(EXERCISE PROMPT): Reproduce the data below verbatim from the line containing "The component shall return one point per instance of the swing" through its final line, and produce nothing more.

(GIVEN DATA):
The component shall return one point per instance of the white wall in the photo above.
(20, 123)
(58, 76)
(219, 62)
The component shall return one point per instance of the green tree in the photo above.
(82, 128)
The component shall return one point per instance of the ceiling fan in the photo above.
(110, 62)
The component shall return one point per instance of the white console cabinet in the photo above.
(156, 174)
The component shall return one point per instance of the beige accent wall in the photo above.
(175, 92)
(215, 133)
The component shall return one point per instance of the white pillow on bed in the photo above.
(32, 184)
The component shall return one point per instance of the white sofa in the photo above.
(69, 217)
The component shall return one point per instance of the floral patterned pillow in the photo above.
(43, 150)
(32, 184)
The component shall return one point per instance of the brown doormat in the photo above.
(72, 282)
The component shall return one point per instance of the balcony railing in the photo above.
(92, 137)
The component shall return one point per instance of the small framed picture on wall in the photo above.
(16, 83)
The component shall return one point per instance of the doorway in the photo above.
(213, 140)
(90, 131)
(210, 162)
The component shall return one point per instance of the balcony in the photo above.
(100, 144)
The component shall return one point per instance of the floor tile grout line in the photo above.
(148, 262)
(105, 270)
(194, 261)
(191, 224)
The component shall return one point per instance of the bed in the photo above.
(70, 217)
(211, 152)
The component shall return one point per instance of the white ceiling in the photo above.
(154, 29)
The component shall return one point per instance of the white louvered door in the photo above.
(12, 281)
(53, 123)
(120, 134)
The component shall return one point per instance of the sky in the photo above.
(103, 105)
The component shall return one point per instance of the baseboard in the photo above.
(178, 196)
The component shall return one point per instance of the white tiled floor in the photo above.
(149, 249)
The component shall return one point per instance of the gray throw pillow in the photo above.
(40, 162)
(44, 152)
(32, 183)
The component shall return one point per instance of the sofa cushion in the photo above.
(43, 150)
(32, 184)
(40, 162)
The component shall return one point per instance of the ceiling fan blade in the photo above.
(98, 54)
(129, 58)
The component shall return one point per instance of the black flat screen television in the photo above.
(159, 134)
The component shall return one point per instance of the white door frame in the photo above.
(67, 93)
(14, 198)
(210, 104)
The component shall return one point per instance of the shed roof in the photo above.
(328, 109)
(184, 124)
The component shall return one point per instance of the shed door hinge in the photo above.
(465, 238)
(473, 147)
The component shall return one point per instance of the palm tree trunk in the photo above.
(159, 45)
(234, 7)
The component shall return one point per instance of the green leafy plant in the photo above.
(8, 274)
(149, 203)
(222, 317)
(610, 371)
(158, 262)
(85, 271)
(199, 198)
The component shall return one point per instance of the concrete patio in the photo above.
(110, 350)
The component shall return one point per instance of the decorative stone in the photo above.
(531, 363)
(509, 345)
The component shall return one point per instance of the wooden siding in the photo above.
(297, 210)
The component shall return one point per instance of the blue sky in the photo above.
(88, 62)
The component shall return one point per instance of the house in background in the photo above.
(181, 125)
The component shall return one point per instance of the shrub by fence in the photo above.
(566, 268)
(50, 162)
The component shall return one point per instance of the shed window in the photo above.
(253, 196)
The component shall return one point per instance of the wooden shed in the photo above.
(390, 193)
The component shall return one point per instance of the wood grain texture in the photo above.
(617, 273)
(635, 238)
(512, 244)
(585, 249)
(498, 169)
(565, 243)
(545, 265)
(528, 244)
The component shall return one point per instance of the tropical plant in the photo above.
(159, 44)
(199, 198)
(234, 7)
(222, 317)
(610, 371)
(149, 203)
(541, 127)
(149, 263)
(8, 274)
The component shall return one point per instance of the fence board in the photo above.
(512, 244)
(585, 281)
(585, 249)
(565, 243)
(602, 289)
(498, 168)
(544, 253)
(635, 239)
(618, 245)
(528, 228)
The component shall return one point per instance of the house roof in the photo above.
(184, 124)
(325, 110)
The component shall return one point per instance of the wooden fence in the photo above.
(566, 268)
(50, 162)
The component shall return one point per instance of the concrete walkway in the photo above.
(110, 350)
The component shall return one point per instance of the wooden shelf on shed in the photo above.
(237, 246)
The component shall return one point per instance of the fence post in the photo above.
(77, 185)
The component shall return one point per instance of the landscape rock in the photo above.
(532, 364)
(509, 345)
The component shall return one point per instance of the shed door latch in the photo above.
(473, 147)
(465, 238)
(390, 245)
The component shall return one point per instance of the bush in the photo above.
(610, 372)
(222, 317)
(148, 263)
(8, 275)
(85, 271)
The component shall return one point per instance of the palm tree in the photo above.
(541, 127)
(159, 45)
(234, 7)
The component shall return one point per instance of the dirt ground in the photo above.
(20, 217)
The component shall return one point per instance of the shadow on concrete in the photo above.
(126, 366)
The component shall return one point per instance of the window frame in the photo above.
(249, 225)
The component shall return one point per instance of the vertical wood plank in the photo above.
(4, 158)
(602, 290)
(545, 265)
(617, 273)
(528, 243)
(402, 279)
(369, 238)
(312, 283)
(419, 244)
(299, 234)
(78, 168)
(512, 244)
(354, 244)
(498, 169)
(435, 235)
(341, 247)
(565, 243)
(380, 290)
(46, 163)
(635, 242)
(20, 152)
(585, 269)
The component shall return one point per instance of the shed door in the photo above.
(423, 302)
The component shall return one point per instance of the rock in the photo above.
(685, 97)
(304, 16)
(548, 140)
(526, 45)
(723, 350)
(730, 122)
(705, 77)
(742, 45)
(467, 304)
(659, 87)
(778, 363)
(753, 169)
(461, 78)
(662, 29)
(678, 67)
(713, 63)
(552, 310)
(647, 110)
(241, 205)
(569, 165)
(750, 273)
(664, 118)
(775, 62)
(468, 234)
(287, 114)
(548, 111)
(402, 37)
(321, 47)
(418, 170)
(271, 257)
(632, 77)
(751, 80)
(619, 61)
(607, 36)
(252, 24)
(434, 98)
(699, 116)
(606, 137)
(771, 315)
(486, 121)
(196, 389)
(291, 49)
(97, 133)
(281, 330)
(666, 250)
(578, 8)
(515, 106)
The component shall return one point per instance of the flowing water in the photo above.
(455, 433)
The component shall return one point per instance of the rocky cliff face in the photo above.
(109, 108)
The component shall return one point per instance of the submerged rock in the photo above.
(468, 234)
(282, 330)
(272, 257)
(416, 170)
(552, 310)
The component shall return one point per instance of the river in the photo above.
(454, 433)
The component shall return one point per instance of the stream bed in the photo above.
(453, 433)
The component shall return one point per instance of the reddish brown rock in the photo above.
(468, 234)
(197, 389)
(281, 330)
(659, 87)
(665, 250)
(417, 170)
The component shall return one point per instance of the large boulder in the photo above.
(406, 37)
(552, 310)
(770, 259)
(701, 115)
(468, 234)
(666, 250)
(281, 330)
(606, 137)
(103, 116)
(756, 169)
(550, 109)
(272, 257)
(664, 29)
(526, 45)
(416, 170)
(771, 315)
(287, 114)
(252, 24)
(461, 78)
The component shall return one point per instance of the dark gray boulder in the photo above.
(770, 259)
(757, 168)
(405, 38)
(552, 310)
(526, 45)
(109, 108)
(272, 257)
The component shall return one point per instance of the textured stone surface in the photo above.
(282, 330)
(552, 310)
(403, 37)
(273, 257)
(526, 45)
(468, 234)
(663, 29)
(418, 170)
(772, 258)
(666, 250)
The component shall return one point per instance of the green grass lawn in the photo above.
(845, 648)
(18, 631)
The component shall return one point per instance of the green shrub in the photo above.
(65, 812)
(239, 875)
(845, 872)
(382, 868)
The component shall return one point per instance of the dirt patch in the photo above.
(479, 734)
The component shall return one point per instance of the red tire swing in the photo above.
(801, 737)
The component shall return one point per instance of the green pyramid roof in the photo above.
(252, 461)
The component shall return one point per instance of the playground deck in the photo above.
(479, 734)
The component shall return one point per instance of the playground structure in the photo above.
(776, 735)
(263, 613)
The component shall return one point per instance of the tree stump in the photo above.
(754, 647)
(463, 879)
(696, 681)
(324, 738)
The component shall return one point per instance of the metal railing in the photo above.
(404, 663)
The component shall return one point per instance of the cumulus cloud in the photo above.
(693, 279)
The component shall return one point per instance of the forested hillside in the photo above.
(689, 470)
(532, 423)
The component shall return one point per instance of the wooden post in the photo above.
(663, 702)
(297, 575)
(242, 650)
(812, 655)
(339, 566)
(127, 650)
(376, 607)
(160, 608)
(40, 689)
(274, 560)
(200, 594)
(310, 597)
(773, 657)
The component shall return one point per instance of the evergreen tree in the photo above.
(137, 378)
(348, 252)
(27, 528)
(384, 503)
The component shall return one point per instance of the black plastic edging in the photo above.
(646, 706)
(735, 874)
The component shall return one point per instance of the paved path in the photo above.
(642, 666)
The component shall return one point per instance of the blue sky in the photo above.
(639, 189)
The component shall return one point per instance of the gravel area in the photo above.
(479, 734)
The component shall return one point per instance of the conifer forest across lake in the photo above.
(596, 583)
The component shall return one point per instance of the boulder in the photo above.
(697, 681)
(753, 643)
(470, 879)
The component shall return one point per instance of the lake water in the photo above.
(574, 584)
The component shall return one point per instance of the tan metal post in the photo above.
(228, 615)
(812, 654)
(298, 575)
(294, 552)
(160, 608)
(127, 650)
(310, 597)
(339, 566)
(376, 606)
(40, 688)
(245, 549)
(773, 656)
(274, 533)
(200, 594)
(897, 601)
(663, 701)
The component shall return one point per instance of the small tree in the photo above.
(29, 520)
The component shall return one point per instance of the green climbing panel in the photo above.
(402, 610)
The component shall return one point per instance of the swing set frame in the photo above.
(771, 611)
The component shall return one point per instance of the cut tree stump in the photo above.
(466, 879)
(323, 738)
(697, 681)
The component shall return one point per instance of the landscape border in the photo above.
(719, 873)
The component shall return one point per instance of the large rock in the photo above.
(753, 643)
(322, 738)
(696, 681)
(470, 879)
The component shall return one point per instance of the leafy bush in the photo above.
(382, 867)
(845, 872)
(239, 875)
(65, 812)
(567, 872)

(WRITTEN RESPONSE):
The component shall return one point per instance of the swing set frame in the photo above.
(771, 611)
The component shall return one point per instance of the cut tree stump in the photo above.
(466, 879)
(323, 738)
(697, 681)
The component shall return one point per instance of the landscape border in the photo above.
(719, 873)
The component shall return one point per instance of the large rock in the photo above.
(753, 643)
(322, 738)
(696, 681)
(470, 879)
The component shall return one point per instance of the leafy bush in the photo above.
(382, 867)
(845, 872)
(239, 875)
(65, 812)
(567, 872)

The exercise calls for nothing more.